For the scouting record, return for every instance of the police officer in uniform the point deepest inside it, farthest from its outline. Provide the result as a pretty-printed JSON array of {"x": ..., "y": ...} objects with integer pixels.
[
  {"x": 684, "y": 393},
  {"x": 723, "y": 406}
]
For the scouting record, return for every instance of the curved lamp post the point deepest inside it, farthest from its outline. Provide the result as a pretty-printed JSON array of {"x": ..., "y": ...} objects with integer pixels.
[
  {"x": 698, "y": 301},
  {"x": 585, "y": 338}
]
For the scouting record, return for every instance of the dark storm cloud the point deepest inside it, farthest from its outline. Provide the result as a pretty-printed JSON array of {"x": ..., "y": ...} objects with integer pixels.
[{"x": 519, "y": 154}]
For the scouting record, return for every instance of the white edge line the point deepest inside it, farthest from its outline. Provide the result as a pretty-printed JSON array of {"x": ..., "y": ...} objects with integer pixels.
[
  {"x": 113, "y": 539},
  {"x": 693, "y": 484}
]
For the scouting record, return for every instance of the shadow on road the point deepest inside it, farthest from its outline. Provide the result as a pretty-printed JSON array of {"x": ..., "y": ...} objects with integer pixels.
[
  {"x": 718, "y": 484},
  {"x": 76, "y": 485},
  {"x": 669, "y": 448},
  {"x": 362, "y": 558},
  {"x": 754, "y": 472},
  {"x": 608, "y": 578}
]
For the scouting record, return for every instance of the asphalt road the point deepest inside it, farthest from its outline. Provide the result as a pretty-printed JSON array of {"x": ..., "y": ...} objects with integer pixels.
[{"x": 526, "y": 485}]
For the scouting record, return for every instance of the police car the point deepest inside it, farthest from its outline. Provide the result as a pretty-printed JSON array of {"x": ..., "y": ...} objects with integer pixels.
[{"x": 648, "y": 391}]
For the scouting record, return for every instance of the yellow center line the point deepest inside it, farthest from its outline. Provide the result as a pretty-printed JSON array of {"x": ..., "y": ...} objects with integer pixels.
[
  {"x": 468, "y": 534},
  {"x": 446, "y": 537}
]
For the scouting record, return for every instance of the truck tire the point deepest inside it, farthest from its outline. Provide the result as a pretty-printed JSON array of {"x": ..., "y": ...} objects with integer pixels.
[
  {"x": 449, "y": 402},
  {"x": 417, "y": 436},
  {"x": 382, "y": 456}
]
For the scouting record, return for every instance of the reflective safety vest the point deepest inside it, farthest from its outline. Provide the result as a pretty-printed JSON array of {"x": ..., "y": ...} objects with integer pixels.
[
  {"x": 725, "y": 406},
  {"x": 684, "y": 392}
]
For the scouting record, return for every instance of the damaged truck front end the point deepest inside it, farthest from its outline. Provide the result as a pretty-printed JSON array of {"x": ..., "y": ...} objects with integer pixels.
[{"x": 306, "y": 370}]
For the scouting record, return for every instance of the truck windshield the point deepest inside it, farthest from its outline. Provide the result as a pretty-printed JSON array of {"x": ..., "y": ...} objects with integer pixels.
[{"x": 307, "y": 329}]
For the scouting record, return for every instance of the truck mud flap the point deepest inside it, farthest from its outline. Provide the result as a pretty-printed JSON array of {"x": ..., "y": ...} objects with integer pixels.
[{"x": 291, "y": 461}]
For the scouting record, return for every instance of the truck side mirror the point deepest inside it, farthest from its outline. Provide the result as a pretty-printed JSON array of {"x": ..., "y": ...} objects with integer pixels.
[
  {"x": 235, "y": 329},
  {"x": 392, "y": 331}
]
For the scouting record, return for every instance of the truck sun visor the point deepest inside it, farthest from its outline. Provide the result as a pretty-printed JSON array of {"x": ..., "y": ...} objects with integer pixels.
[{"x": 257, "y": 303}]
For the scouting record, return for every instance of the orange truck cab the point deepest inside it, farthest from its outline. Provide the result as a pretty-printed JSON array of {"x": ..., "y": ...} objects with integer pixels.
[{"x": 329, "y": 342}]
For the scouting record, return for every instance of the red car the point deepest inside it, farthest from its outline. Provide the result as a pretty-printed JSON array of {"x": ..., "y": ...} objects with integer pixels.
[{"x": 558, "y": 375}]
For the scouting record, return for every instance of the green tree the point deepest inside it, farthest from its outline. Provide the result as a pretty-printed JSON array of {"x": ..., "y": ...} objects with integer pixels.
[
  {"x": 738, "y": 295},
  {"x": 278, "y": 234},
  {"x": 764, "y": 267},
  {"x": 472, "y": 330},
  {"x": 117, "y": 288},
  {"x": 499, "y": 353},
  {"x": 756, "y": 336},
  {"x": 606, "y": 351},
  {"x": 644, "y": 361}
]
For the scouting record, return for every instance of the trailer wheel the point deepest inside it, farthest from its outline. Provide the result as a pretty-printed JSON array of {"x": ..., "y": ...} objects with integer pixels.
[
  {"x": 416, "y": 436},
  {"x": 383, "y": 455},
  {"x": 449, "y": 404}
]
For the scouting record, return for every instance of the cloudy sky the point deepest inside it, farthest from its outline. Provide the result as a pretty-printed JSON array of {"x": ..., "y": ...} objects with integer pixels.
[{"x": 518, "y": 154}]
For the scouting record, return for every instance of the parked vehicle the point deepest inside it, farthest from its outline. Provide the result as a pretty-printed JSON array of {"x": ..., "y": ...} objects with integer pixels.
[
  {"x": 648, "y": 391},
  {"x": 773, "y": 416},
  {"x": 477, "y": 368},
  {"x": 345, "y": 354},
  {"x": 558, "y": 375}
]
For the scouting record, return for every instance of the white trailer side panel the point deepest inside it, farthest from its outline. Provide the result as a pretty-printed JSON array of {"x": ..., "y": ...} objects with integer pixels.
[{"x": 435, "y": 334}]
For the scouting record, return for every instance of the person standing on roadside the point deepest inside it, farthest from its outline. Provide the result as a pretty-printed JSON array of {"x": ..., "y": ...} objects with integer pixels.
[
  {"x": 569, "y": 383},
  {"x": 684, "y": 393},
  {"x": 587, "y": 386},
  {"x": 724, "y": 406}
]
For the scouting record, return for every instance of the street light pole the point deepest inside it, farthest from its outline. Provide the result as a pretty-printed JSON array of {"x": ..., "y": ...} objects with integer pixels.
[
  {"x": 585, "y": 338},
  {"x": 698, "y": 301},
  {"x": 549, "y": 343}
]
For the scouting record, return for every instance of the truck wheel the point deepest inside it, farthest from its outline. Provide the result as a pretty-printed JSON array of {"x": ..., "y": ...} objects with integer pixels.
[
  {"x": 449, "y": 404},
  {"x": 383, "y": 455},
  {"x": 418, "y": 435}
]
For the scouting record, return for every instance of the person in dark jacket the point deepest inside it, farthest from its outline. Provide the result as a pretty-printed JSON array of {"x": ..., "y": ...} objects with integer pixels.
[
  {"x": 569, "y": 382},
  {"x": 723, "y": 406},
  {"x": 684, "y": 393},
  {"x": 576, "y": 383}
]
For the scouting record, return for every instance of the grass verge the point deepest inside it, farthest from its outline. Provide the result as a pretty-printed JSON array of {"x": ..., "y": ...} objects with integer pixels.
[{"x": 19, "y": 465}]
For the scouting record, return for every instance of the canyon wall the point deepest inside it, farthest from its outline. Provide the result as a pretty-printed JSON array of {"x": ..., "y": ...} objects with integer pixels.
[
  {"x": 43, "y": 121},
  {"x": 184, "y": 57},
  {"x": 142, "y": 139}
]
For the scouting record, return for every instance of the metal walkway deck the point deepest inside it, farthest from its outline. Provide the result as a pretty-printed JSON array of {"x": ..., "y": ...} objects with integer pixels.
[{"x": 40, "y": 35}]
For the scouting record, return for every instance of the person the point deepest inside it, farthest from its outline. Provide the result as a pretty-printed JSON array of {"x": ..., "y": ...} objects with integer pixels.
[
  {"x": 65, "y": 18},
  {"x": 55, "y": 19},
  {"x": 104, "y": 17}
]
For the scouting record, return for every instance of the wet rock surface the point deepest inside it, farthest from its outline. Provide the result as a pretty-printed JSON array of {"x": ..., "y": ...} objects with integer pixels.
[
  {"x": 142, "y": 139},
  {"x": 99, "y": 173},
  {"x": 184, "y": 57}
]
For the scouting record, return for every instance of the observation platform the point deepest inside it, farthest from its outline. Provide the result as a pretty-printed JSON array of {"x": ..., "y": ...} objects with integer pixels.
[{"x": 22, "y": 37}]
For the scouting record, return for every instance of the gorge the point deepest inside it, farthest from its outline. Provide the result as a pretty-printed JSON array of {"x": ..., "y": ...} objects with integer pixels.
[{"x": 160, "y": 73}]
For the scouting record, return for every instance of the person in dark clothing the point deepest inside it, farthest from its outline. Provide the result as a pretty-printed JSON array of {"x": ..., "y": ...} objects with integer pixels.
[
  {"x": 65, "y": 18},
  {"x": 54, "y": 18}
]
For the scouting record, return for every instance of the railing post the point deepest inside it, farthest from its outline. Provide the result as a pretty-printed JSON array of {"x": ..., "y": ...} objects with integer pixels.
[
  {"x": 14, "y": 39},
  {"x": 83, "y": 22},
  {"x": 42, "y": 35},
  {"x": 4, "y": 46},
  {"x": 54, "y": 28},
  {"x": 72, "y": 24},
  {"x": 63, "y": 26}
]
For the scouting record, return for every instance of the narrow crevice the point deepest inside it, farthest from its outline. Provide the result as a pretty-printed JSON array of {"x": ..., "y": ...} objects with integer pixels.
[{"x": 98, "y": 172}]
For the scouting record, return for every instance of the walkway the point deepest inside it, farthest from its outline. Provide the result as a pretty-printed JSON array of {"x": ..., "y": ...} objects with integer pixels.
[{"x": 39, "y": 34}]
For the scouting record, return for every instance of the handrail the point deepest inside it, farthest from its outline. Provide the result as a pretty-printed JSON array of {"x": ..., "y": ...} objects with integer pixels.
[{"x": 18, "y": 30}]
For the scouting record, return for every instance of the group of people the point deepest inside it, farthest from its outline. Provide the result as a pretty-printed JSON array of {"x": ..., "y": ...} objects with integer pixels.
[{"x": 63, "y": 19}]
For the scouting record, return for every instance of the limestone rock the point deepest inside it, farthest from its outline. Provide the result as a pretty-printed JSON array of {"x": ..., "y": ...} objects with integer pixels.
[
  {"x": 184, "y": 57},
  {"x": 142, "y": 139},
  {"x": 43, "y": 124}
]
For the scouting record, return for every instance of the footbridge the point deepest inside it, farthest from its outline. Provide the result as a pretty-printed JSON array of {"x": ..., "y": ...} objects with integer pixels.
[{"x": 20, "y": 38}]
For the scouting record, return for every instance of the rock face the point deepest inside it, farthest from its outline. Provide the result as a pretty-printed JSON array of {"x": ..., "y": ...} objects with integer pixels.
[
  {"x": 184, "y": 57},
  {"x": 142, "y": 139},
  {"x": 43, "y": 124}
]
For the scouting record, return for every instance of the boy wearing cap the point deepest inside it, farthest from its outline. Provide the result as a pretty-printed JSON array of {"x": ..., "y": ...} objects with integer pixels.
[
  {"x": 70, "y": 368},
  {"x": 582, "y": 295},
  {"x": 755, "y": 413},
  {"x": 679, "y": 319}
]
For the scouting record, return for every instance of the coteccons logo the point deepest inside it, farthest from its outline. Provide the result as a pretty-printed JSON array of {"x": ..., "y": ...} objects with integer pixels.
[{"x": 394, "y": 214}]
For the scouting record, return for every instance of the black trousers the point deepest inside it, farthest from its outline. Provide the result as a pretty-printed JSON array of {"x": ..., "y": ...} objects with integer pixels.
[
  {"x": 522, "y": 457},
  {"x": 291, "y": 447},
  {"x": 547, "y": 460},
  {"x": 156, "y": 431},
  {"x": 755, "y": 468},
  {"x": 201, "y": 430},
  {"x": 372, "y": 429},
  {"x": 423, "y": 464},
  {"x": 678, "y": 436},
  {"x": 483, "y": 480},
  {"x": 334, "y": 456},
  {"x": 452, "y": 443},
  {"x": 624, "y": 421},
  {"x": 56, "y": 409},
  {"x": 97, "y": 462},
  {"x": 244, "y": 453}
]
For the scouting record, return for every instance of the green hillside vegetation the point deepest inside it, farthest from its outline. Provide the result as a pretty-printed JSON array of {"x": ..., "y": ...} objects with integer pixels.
● ● ● ● ● ● ●
**About this exercise**
Begin with the line that contains "For the scouting record, return for every instance of the boy" and quote each line after it exactly, stopping after the last line of the data.

**Response to this exercise**
For the scouting record, return for every instance of the boy wearing cap the point deepest inside it, farthest from its outline. Provide the result as a pretty-printed JSON array of {"x": ..., "y": ...} objects with integer pixels.
[
  {"x": 70, "y": 368},
  {"x": 582, "y": 295},
  {"x": 755, "y": 413},
  {"x": 679, "y": 319}
]
For the scouting record, return for every instance of the coteccons logo the point deepest inside it, farthest from its outline. Provide the result as a pretty-printed JSON array of {"x": ..., "y": ...} objects with integer pixels.
[{"x": 394, "y": 214}]
For the scouting record, return for every instance of the black trousers the point deepest inside it, farthest from its outline. Provide the result as a pretty-printed JSON array of {"x": ..., "y": ...} objects with integer pixels.
[
  {"x": 522, "y": 457},
  {"x": 291, "y": 447},
  {"x": 547, "y": 460},
  {"x": 156, "y": 431},
  {"x": 755, "y": 468},
  {"x": 201, "y": 430},
  {"x": 372, "y": 429},
  {"x": 423, "y": 464},
  {"x": 678, "y": 436},
  {"x": 483, "y": 480},
  {"x": 334, "y": 456},
  {"x": 452, "y": 443},
  {"x": 624, "y": 421},
  {"x": 56, "y": 409},
  {"x": 97, "y": 462},
  {"x": 244, "y": 453}
]
For the scouting record, return for every instance of the green hillside vegetation the point deepest inside it, farthest from its outline. Provide the result as a pretty-printed JSON array of {"x": ..., "y": ...} objects with integer pixels.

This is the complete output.